### What is expected
In the Quantum Poetry post, reproduce the stretch from "While I can't" through "the aperture:  rectangular.", substituting "photons" for "electrons".

### Text block
Start of Block
¹ - A euphemism for self-absorbed?

² - We concede that, in the research community, "anecdotal evidence" is an oxymoron.

Han Solo, just chillin'.

³ - The first verse mentioned that "time is motion."  Want to travel forward in time?  Freeze every molecule in your body, like Han Solo in "Star Wars:  The Empire Strikes Back".  When revived you won't be a second older.  Want to travel forward?  Move faster than the speed of light.  When did time begin?  At the Big Bang, when inert "nothingness" exploded into action.

     The second line was "leaves scatter slower than the wind."  This was in a context of objects in the universe expanding at an uneven rate.  Could the slower bodies have existed before our universe and are now being pushed along by newer material, the Big Bang's "shrapnel"?   


Tuesday, June 2, 2015

Quantum Poetry

Part I - Fundamentals

     If you have more than an hour and a half (1:38:43) to learn about the universe, let me recommend "Measure for Measure: Quantum Physics and Reality":



     While I can't name anyone less qualified than I, let me give you a metaphoric distillation of the universe at the subatomic level.

An unretouched photo of Albert Einstein
     We used to assume that particles going in one direction would continue to do so (after accounting for gravity and friction).  In truth, the flight path seems to be more random.  The video above employed the example of two rectangular openings in a solid front wall through which electrons are sent until they hit a back wall.  If we were firing bullets or throwing fastballs we'd expect their straight trajectory to eventually form a pattern concentrated the back wall identical to the aperture:  rectangular.
End of Block
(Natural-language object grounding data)
Start of Block
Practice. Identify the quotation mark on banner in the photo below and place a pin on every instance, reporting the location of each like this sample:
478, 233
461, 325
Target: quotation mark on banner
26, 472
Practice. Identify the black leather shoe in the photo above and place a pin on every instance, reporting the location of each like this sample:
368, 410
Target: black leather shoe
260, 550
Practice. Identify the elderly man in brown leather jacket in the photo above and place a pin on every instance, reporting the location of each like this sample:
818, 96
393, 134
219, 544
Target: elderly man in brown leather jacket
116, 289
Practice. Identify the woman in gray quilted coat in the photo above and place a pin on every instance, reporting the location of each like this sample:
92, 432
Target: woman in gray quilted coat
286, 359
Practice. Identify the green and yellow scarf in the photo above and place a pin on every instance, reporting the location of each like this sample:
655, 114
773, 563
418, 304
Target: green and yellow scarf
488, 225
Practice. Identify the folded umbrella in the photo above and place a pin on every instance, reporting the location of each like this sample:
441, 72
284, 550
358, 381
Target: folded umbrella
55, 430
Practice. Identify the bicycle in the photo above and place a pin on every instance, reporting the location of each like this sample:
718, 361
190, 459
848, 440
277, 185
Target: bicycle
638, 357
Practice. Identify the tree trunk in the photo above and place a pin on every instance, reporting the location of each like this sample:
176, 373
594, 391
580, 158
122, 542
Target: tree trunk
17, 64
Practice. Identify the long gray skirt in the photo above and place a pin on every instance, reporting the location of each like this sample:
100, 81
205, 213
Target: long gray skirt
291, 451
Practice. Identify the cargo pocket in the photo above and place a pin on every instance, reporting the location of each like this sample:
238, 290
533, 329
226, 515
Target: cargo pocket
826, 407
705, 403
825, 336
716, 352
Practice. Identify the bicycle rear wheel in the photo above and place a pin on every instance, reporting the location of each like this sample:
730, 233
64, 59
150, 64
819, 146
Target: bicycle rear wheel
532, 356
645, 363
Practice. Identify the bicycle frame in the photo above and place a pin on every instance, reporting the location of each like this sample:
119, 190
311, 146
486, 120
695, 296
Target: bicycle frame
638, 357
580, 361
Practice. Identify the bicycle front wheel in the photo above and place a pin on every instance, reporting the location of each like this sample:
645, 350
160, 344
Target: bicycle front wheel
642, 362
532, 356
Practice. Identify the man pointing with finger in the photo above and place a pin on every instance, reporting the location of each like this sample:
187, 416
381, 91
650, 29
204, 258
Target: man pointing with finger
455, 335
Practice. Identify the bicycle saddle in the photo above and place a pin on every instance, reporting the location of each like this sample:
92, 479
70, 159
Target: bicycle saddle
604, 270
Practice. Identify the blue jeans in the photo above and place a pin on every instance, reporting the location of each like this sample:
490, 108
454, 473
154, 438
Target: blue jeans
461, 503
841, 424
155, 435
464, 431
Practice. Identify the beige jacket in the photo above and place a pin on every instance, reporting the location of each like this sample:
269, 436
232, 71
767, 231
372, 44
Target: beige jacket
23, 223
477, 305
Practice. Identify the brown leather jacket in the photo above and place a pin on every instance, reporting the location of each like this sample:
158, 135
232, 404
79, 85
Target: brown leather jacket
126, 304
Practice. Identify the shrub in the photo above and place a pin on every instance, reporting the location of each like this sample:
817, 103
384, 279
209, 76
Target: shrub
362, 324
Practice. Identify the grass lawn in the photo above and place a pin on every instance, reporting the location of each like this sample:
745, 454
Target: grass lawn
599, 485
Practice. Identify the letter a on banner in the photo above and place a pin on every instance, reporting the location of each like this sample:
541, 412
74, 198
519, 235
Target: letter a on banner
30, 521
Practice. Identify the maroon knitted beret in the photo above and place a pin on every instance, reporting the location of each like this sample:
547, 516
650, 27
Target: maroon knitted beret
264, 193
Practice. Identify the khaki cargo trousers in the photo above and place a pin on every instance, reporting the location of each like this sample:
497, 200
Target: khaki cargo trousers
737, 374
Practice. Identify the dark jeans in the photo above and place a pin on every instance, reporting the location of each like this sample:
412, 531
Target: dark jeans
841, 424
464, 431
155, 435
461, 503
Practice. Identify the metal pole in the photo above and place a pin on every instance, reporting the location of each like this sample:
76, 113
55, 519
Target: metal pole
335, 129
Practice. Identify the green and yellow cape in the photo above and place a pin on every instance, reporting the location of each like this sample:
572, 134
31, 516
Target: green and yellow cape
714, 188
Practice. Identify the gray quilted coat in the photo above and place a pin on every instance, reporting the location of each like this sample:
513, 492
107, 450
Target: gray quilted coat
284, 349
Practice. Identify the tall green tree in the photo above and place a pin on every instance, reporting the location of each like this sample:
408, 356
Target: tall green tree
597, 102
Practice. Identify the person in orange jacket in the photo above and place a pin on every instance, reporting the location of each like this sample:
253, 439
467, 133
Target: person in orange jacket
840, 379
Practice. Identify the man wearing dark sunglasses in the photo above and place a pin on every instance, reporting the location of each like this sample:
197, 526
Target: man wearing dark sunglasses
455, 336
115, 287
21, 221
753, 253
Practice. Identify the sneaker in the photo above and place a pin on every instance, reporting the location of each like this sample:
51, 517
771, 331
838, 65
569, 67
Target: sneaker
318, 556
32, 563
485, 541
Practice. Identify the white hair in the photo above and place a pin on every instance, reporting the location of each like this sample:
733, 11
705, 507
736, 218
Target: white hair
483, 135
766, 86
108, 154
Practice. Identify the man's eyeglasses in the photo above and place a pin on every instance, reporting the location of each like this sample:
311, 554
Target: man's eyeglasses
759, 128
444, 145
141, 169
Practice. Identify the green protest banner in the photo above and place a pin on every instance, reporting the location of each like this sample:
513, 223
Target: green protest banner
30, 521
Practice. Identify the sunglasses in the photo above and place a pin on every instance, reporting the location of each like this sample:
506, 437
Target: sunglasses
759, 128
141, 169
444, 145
End of Block
### Solution
While I can't name anyone less qualified than I, let me give you a metaphoric distillation of the universe at the subatomic level.

An unretouched photo of Albert Einstein
     We used to assume that particles going in one direction would continue to do so (after accounting for gravity and friction).  In truth, the flight path seems to be more random.  The video above employed the example of two rectangular openings in a solid front wall through which photons are sent until they hit a back wall.  If we were firing bullets or throwing fastballs we'd expect their straight trajectory to eventually form a pattern concentrated the back wall identical to the aperture:  rectangular.